═══ Excerpt to read

Board Attendance and Annual Meeting Policy. Directors are expected to attend the Corporation’s annual meeting of stockholders, board meetings and meetings of the committees on which they serve. In 2003, there were nine meetings of the Board, and each of the directors attended at least 75% of the meetings of the Board and committees on which he or she served. In addition, all of the members of the Board attended the 2003 annual meeting of stockholders.

 

Board Committee Membership and Meetings. The Board has established various committees to assist the Board in fulfilling its responsibilities. All of the members of the committees are nominated by the corporate governance committee and appointed by the Board. Descriptions of the audit committee, compensation committee and corporate governance committee are provided below. These descriptions are qualified in their entirety by the full text of the written committee charters that may be found on the Corporation’s website as described above. The audit committee charter is also attached as Appendix B.

 

    Audit Committee. The audit committee consists of four directors, all of whom are independent under the NYSE rules, the Director Independence Categorical Standards and other SEC rules and regulations applicable to audit committees. The Board has determined that each of the current members of the audit committee, Messrs. Guinn (chair), Barnet, May and McMillan, qualify as audit committee financial experts.

══════
═══ Entries provided

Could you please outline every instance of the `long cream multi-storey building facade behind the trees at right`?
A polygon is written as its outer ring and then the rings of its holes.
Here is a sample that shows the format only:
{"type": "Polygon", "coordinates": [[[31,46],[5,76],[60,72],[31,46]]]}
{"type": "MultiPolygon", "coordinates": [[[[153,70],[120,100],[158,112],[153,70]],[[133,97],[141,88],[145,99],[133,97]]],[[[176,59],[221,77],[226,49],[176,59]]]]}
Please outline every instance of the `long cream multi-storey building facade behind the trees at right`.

══════

### To do
[A] Summarize the excerpt on board attendance and committees in two sentences.
[B] From the excerpt on board attendance and committees, write out the passage that begins at "Board Attendance and" and stops after "meeting of stockholders.".

### Solved problems
[A] Directors are expected to attend the annual stockholders' meeting, board meetings, and their committee meetings; in 2003 the Board met nine times, every director attended at least 75% of the board and committee meetings they were responsible for, and all members attended the annual meeting. Committee members are nominated by the corporate governance committee and appointed by the Board, and the audit committee has four directors, all independent and all qualified as audit committee financial experts.

[B]
Board Attendance and Annual Meeting Policy. Directors are expected to attend the Corporation’s annual meeting of stockholders, board meetings and meetings of the committees on which they serve. In 2003, there were nine meetings of the Board, and each of the directors attended at least 75% of the meetings of the Board and committees on which he or she served. In addition, all of the members of the Board attended the 2003 annual meeting of stockholders.